[EXERCISE 1]: Gather every line in the entries below that contains the string "eave", and copy each one. Case counts.

[DOCUMENT PASSAGE]:
----------

Louis Bayman is lecturer in film studies at the University of Southampton. He has published various works on popular cinema, Italian cinema, and horror and serial killer cinema.

Richard Dyer is professor emeritus, King's College London, and Professorial Fellow, University of St. Andrews.

Victor Fan is senior lecturer in the Department of Film Studies, King's College London. His monograph, Cinema Approaching Reality: Locating Chinese Film Theory, was published by the University of Minnesota Press in 2015.

Lisa Henderson is professor of communication at the University of Massachusetts Amherst and author of Love and Money: Queers, Class and Cultural Production (New York University Press, 2013).

Anu Koivunen is professor of cinema studies at Stockholm University. She has written on gender, nation, and sexuality in Finnish cinema and television as well as on the affective turn in feminist and queer theory.

----------

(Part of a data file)

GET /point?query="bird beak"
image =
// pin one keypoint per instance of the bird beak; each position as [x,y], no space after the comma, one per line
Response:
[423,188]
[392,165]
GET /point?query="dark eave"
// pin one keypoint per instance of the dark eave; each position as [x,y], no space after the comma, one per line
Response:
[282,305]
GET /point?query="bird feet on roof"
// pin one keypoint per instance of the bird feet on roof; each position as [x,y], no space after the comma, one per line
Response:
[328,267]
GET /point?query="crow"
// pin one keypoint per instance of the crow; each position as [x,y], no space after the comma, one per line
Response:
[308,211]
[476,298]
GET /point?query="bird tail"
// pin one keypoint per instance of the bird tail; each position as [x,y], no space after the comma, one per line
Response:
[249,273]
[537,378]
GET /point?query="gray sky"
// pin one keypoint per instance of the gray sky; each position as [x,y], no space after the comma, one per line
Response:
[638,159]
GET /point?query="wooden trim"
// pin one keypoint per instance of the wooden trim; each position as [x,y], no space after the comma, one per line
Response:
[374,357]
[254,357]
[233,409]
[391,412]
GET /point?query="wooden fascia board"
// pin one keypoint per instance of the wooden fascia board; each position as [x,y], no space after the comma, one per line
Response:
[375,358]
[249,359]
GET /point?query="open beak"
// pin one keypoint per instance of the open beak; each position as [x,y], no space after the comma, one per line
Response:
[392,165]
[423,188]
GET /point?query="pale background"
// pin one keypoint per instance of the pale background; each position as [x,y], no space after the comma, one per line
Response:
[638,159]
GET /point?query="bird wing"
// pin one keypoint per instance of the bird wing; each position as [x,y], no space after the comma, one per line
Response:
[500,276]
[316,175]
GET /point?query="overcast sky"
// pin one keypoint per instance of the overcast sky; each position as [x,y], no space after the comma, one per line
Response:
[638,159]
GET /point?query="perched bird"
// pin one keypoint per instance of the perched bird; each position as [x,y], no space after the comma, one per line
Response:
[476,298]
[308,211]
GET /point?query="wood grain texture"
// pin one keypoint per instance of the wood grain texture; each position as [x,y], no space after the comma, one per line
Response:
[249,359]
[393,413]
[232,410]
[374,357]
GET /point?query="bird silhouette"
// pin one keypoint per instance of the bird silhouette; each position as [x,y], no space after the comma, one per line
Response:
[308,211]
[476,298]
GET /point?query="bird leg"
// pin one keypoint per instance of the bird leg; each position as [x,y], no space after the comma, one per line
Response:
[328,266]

----------

[EXERCISE 2]: Print the passage of the contributor notes above starting with "Victor Fan is" and going on through "and queer theory.", word for word.

[TASK SOLUTION 1]:
GET /point?query="dark eave"
// pin one keypoint per instance of the dark eave; each position as [x,y], no space after the comma, one per line

[TASK SOLUTION 2]:
Victor Fan is senior lecturer in the Department of Film Studies, King's College London. His monograph, Cinema Approaching Reality: Locating Chinese Film Theory, was published by the University of Minnesota Press in 2015.

Lisa Henderson is professor of communication at the University of Massachusetts Amherst and author of Love and Money: Queers, Class and Cultural Production (New York University Press, 2013).

Anu Koivunen is professor of cinema studies at Stockholm University. She has written on gender, nation, and sexuality in Finnish cinema and television as well as on the affective turn in feminist and queer theory.